Your objective: Give back every one of the entries below word for word, changing nothing.

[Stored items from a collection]

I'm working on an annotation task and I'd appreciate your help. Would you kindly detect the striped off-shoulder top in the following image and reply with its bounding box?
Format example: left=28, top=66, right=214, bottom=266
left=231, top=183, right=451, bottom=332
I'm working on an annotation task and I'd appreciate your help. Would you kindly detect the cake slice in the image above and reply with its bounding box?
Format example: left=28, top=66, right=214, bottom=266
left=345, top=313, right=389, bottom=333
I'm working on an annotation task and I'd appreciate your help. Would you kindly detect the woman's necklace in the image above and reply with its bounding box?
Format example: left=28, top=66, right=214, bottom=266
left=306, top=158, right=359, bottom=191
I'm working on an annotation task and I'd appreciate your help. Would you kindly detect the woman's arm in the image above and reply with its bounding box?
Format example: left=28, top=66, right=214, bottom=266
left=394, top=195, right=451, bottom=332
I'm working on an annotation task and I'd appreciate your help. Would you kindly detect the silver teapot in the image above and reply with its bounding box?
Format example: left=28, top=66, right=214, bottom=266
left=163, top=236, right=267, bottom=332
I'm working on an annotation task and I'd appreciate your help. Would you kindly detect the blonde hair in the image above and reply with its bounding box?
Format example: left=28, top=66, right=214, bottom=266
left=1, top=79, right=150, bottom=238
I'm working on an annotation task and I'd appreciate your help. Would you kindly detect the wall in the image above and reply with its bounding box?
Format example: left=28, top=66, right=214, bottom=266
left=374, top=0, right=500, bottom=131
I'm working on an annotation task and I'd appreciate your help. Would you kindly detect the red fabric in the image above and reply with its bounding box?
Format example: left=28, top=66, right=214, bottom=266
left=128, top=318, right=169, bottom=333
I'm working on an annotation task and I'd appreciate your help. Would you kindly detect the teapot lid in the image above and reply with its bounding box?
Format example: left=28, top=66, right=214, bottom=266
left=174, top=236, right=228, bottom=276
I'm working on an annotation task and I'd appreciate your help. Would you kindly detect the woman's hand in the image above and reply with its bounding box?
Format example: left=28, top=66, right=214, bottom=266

Final result:
I'm working on an annotation task and I'd appreciate your help. Would you kindly detect the striped off-shoulder top in the following image and reply with its bounding box?
Format example: left=28, top=66, right=214, bottom=266
left=231, top=183, right=451, bottom=332
I'm working on an annotation task and I'd appreciate your help. Would you kindly detect the cake slice in the image above and reply with its bounding box?
Format example: left=28, top=66, right=214, bottom=266
left=345, top=313, right=389, bottom=333
I'm working on an annotation task and I'd appreciate your help. Would you kindly detect the woman's necklace in the image above and reply with its bounding box?
Format example: left=28, top=66, right=214, bottom=266
left=306, top=158, right=359, bottom=191
I'm working on an annotation task and I'd appreciate your help. Would you kindly detect the woman's arm in the image above and reply with its bounding box?
Format example: left=28, top=66, right=214, bottom=266
left=394, top=195, right=451, bottom=332
I'm working on an annotation task and I'd appreciate your help. Would you kindly detect the silver teapot in the image above and reply with its bounding box?
Format example: left=28, top=66, right=214, bottom=266
left=163, top=236, right=267, bottom=332
I'm working on an annotation task and I'd appreciate your help. Would you kindly detect the blonde hair in the image above and reply with its bounding box?
Format example: left=28, top=66, right=214, bottom=266
left=1, top=79, right=150, bottom=238
I'm working on an annotation task and I'd appreciate your help. Would you kindly detect the wall in the image above and reply with its bounding box?
Format example: left=28, top=66, right=214, bottom=266
left=374, top=0, right=500, bottom=131
I'm working on an annotation task and I'd appreciate your help. Would you kindly detect the red fabric in the image above and reply with its bounding box?
Format example: left=28, top=66, right=214, bottom=266
left=128, top=318, right=169, bottom=333
I'm working on an annotation task and I'd appreciate your help. Would you kindly detect the teapot lid in the image above and reply with its bounding box?
Format example: left=28, top=66, right=214, bottom=266
left=174, top=236, right=228, bottom=276
I'm working on an annotation task and I'd appreciate your help. Would you kindly detect the woman's hand in the image above and reply with its bounding box?
Format example: left=28, top=66, right=214, bottom=266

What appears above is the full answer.